### [TASK REQUIREMENTS]
Copy the rows below word for word, starting at the one that contains "Reviewer note: make sure every instance of the boy" and ending with the last row, both included.

### [RECORDS FOR THIS TASK]
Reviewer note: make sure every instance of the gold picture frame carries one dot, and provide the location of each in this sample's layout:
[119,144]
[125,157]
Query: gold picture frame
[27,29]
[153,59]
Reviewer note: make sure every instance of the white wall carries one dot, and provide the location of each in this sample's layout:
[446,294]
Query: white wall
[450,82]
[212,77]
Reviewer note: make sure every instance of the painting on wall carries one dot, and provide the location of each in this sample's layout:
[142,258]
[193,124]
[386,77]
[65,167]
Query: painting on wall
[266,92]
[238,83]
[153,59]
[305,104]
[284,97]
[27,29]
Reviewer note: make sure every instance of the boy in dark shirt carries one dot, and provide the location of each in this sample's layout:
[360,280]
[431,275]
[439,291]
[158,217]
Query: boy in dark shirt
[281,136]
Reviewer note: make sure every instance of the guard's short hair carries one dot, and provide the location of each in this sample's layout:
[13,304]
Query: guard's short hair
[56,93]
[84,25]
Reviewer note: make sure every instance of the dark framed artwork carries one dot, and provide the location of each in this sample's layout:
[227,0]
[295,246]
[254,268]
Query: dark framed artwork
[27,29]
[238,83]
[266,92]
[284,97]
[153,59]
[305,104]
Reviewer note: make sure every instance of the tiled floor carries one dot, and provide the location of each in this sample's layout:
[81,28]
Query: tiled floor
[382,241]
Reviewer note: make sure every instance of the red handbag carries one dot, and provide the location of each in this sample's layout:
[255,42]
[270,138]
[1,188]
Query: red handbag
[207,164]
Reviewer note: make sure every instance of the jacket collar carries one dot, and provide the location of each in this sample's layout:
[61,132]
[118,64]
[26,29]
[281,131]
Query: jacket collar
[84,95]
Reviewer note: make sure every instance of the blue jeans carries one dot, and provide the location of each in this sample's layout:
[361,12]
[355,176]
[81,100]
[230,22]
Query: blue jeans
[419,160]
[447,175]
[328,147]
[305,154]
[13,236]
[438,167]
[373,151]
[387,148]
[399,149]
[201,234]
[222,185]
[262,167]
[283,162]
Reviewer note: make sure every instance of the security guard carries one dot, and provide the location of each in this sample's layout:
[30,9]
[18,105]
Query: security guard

### [THE RESULT]
Reviewer note: make sure every instance of the boy in dark shirt carries one dot, and provide the location of each in this sample's layout:
[360,280]
[431,275]
[439,291]
[158,217]
Query: boy in dark shirt
[281,136]
Reviewer note: make sure every instance of the guard's short hair carries one dot, and provide the location of each in this sample's layout:
[13,304]
Query: guard's short hair
[56,93]
[84,25]
Reviewer note: make sure every instance of the dark framed artwork carries one dot, and provide the location of each in this sample's layout:
[227,0]
[295,246]
[254,268]
Query: dark framed artwork
[27,29]
[238,83]
[266,92]
[284,97]
[153,59]
[305,104]
Reviewer note: make sure every instance of the tiled floor carries one dot, and provide the location of each in this sample's layout:
[81,28]
Query: tiled floor
[382,241]
Reviewer note: make sure every instance of the red handbag carries one dot, and provide the location of each in this sample's layout:
[255,42]
[270,138]
[1,188]
Query: red handbag
[207,164]
Reviewer note: make sure every instance of the jacket collar carries one dot, and provide the location of each in this sample's layout:
[61,132]
[118,64]
[26,29]
[281,131]
Query: jacket collar
[84,95]
Reviewer note: make sure every instance of the blue jeans carries one dot, and provide the location of each in this sample's layout:
[361,12]
[355,176]
[81,100]
[230,22]
Query: blue jeans
[419,160]
[447,175]
[328,147]
[305,154]
[13,236]
[438,167]
[373,151]
[387,148]
[399,149]
[201,234]
[222,185]
[262,167]
[283,162]
Reviewer note: make sure every instance of the security guard carries one dot, and provide the location of each in this sample's layout:
[30,9]
[18,105]
Query: security guard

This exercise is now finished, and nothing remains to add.